Brief -> Without leaving anything out, print every line of the data.
○ ○ ○ ○ ○
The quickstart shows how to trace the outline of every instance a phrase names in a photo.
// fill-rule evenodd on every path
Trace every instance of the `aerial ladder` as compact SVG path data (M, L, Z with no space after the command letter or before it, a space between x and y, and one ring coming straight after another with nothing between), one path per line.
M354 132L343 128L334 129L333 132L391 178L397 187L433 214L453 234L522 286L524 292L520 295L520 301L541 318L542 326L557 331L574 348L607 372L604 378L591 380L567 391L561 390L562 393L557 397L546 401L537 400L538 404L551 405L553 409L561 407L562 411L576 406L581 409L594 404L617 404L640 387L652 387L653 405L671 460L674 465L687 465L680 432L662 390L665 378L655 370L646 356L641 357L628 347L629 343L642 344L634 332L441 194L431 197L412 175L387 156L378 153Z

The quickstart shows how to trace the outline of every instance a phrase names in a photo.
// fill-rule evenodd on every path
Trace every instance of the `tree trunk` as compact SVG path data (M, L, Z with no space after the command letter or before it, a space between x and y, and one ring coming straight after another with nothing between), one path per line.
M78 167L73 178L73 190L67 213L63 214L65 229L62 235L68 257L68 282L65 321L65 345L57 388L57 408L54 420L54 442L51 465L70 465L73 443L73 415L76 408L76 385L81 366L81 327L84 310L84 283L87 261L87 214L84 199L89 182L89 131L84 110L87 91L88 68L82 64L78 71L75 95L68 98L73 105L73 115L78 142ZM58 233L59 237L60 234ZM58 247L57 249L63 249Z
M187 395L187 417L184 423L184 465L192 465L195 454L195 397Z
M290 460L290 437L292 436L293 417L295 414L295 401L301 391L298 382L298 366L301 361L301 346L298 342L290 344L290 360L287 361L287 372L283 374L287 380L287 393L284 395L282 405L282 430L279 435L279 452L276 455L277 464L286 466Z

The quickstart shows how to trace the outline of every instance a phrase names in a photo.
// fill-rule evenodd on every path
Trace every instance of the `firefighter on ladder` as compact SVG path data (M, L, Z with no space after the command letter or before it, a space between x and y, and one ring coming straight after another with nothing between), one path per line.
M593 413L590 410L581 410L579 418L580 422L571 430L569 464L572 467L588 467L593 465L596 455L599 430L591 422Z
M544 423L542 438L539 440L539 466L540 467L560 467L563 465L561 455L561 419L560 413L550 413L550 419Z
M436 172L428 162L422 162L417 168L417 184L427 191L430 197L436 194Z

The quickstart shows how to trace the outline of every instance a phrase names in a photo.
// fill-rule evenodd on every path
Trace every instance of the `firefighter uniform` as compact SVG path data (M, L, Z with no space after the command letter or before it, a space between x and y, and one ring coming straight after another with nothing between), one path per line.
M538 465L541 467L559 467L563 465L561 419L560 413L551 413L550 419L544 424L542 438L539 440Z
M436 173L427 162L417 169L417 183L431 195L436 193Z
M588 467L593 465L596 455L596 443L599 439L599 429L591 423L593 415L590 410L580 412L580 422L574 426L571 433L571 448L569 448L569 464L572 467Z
○ ○ ○ ○ ○
Response to this task ->
The quickstart shows how to trace the outline of every instance a phrase names in a photo.
// fill-rule evenodd on every path
Trace every instance of the `aerial ladder` as compact SVG path data (M, L, Z with no space after the command letter or before it, a space between x and y, and one ring coming straight after another with nothing between), one path per line.
M354 132L343 128L334 129L333 132L391 178L397 187L433 214L453 234L522 286L524 292L520 295L520 301L541 318L542 326L557 331L574 348L607 372L604 378L591 380L567 391L561 390L562 393L557 397L546 401L537 400L538 404L551 405L553 409L561 407L562 411L576 406L581 409L594 404L617 404L640 387L652 387L653 405L671 460L674 465L687 465L680 432L662 390L665 378L655 370L646 356L641 357L628 347L629 343L642 344L634 332L441 194L431 197L412 175L387 156L378 153Z

The quickstart shows how to trace the outline of every instance a phrase names in a photo.
// fill-rule evenodd on every path
Trace every instance of the `tree trunk` as compact SVG path data (M, L, Z with no space after the command letter or before it, a space between x and y, and one ring coming straight after another with nothing between), one path per line.
M78 167L73 178L73 190L67 213L63 214L65 229L62 235L68 257L68 282L65 321L65 345L57 388L57 408L54 420L54 442L51 465L70 465L73 443L73 415L76 408L76 385L81 366L81 327L84 310L84 283L87 261L87 214L84 199L89 182L89 131L84 110L87 91L88 68L82 64L78 71L75 95L68 98L73 105L73 115L78 142ZM58 233L59 237L60 234ZM58 247L57 249L63 249Z
M187 395L187 417L184 423L184 465L192 465L195 454L195 397Z
M290 460L290 437L292 436L293 417L295 414L295 401L301 391L298 382L298 366L301 361L301 346L298 342L290 344L290 360L287 361L287 372L283 374L287 380L287 393L284 395L282 405L282 430L279 435L279 452L276 455L277 464L286 466Z

The quickstart shows how to trace the outline of every instance a phrase names in a photo.
// fill-rule evenodd on every path
Trace every instance of the `firefighter on ladder` as compact SVG path data (M, L, Z with no space after the command letter or before it, a space between x and y, and one ring coming straight after another with nothing between), one path per line.
M593 413L590 410L581 410L579 418L580 422L571 430L569 464L572 467L588 467L593 465L596 455L599 430L591 422Z
M544 423L542 438L539 440L539 466L540 467L560 467L563 465L561 455L561 419L560 413L550 413L550 419Z
M436 172L428 162L422 162L417 168L417 184L427 191L430 197L436 194Z

The quickstart shows how to trace the outline of every instance a phrase names in a photo.
// fill-rule evenodd on every path
Trace every instance of the `firefighter uniform` as compact SVG path data (M, L, Z with no space after the command letter or before it, a space between x and y, and one ring coming straight after another with nothing between), one path per line.
M538 465L541 467L559 467L563 465L561 419L560 413L551 413L550 419L544 424L542 438L539 440Z
M436 173L427 162L417 169L417 183L431 195L436 193Z
M588 467L593 465L596 455L596 443L599 439L599 429L591 423L593 415L590 410L580 412L580 422L574 426L571 433L571 448L569 448L569 464L572 467Z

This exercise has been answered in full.